● Set problem 1: Show every line in the rows below that contains the string "head".

● Document extract:
Fossil Finders | Guest Post

Fossil Finders is a series devoted to telling the stories of the people behind important fossil discoveries. In this first installment, Leakey Foundation Fellow Carol Broderick brings us the story of the legendary Kamoya Kimeu.

Kamoya Kimeu (right), partner of Richard Leakey (left) for two decades, turns up facial bones of a fossil Homo erectus under a thorn tree on the western shore of Kenya’s Lake Turkana. Photo by David L. Brill 1985, National Geographic Society, From The Leakey Foundation Archive

By Carol Broderick

Most paleontologists track their careers in terms of funding and expedition cycles, searching for fossils in finite windows of time and often spending months, even years waiting to return to promising sites. It is rare that someone is able to devote his or her life to searching for fossils, yet one man has done exactly that. That man is Kamoya Kimeu.

Kamoya Kimeu was 21 years old when he was approached by Louis Leakey to join his expedition as a field worker at Olduvai in 1960. Originally, he thought Leakey’s job description, which included “digging for bones,” entailed grave digging. “We didn’t know then about hominid bones, that there were such things. I thought we were coming to dig some graves of dead people,” Kimeu recalled. In his Kamba tribe, touching the dead, as in many tribes, was considered a serious violation. Yet Leakey, who enthusiastically explained the work to be done in fluent Kikuyu, won Kimeu’s trust. “I could see that this mzunga was not like the others; he was talking to us like a person.” And this was the beginning of Kamoya Kimeu’s legendary fossil hunting career.

When Mary Leakey became “Director of Excavations” at Olduvai, she decided to hire all Kamba workers instead of the Kikuyu workers Louis had used. Kimeu, who is Kamba, continued to work for Louis and Mary Leakey and then Richard and Meave Leakey for the next two decades. His knowledge of Kikuyu, Swahili, and English was instrumental in working with both staff and the other researchers. In 1977, Kameu became curator of prehistoric sites for the National Museums of Kenya; he also continued to work with the Leakeys in the field.

● Set problem 2: Quote the Fossil Finders post on Kamoya Kimeu above in full, word for word.

● Dataset extract:
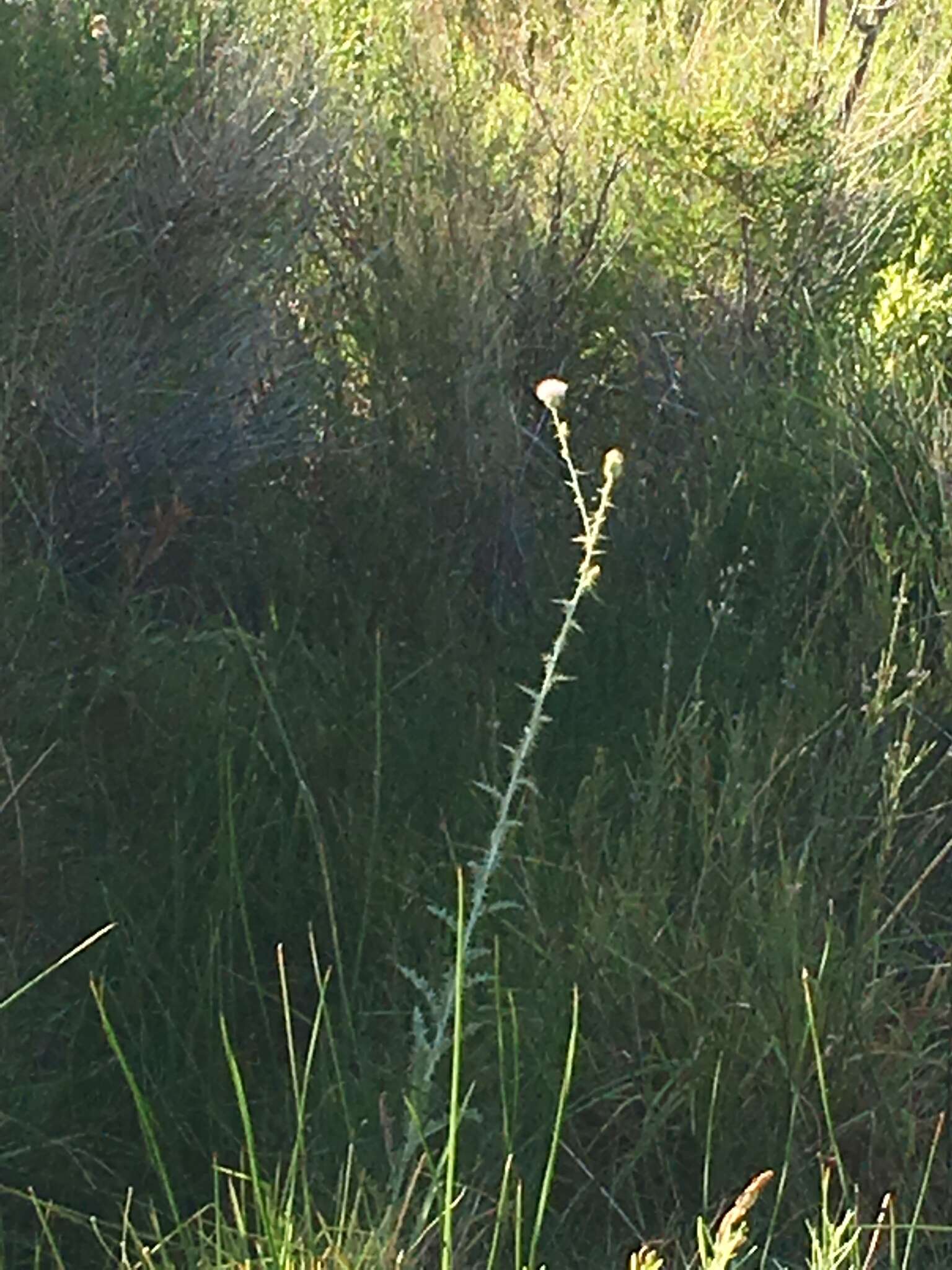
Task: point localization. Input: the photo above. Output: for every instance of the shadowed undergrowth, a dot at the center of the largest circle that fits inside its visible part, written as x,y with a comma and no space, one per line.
282,523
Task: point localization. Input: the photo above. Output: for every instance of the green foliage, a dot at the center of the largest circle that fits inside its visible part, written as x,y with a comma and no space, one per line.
281,526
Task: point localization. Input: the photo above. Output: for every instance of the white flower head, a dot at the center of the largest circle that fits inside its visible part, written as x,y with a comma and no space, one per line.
99,29
551,393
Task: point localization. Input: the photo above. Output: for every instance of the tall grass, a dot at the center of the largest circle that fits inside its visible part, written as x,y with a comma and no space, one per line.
280,523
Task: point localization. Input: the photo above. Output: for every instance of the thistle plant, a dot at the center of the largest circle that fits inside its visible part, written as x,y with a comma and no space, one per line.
432,1043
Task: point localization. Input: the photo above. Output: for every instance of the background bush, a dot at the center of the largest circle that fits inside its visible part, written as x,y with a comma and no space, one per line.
281,527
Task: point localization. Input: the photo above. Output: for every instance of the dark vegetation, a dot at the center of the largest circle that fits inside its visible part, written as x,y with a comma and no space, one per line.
281,526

● Written answer 1:
Task: point localization. Input: the photo above. Output: for every instance of the white flower head, a dot at the center of the largest circle that fits inside its visible part, written as x,y with a comma and no space, one per line.

● Written answer 2:
Fossil Finders | Guest Post

Fossil Finders is a series devoted to telling the stories of the people behind important fossil discoveries. In this first installment, Leakey Foundation Fellow Carol Broderick brings us the story of the legendary Kamoya Kimeu.

Kamoya Kimeu (right), partner of Richard Leakey (left) for two decades, turns up facial bones of a fossil Homo erectus under a thorn tree on the western shore of Kenya’s Lake Turkana. Photo by David L. Brill 1985, National Geographic Society, From The Leakey Foundation Archive

By Carol Broderick

Most paleontologists track their careers in terms of funding and expedition cycles, searching for fossils in finite windows of time and often spending months, even years waiting to return to promising sites. It is rare that someone is able to devote his or her life to searching for fossils, yet one man has done exactly that. That man is Kamoya Kimeu.

Kamoya Kimeu was 21 years old when he was approached by Louis Leakey to join his expedition as a field worker at Olduvai in 1960. Originally, he thought Leakey’s job description, which included “digging for bones,” entailed grave digging. “We didn’t know then about hominid bones, that there were such things. I thought we were coming to dig some graves of dead people,” Kimeu recalled. In his Kamba tribe, touching the dead, as in many tribes, was considered a serious violation. Yet Leakey, who enthusiastically explained the work to be done in fluent Kikuyu, won Kimeu’s trust. “I could see that this mzunga was not like the others; he was talking to us like a person.” And this was the beginning of Kamoya Kimeu’s legendary fossil hunting career.

When Mary Leakey became “Director of Excavations” at Olduvai, she decided to hire all Kamba workers instead of the Kikuyu workers Louis had used. Kimeu, who is Kamba, continued to work for Louis and Mary Leakey and then Richard and Meave Leakey for the next two decades. His knowledge of Kikuyu, Swahili, and English was instrumental in working with both staff and the other researchers. In 1977, Kameu became curator of prehistoric sites for the National Museums of Kenya; he also continued to work with the Leakeys in the field.